• _Written instruction_
Reproduce the entries below with each "beige" swapped for "tan" and nothing else altered, leaving out the pictures.
◇ ◇ ◇
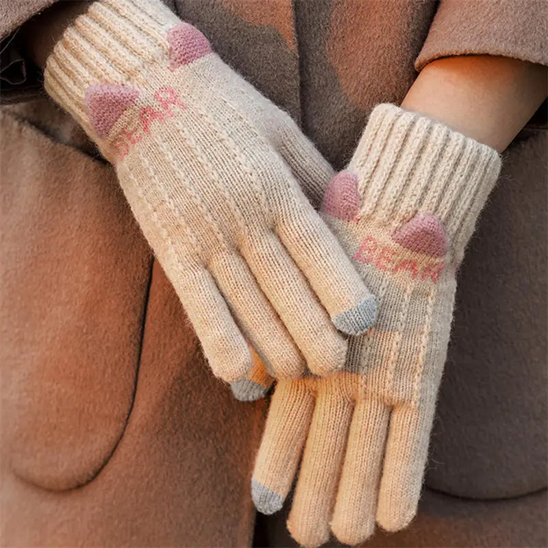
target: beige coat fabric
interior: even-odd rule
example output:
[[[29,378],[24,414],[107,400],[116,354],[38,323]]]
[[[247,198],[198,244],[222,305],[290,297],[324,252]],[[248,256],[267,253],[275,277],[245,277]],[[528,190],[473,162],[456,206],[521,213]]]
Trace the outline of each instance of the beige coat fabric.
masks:
[[[2,37],[49,3],[3,3]],[[548,62],[543,0],[171,5],[336,169],[375,105],[399,103],[429,61]],[[4,101],[36,89],[16,38],[3,64],[18,53],[27,78],[3,80]],[[459,272],[422,510],[368,546],[546,544],[545,121],[545,108],[505,153]],[[0,123],[0,544],[251,545],[264,402],[235,401],[208,372],[74,121],[45,98]],[[290,545],[284,532],[283,516],[261,518],[255,545]]]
◇ ◇ ◇
• _Result of this exercise_
target: tan coat fabric
interior: even-odd rule
example output:
[[[29,378],[24,414],[107,400],[116,354],[38,323]]]
[[[247,198],[198,244],[222,305],[290,297],[324,252]],[[248,256],[267,253],[275,277],[245,277]],[[528,190],[473,162],[456,206],[521,213]]]
Trace the outline of each instance of the tan coat fabric.
masks:
[[[2,37],[49,3],[3,3]],[[548,62],[543,0],[171,5],[336,169],[375,105],[399,103],[429,61]],[[4,101],[36,89],[16,38],[3,64],[18,53],[27,78],[3,80]],[[459,272],[422,510],[368,546],[546,544],[545,121],[545,108],[505,153]],[[0,123],[0,544],[251,545],[264,402],[235,401],[208,372],[74,121],[45,98]],[[290,545],[284,532],[283,516],[261,518],[255,545]]]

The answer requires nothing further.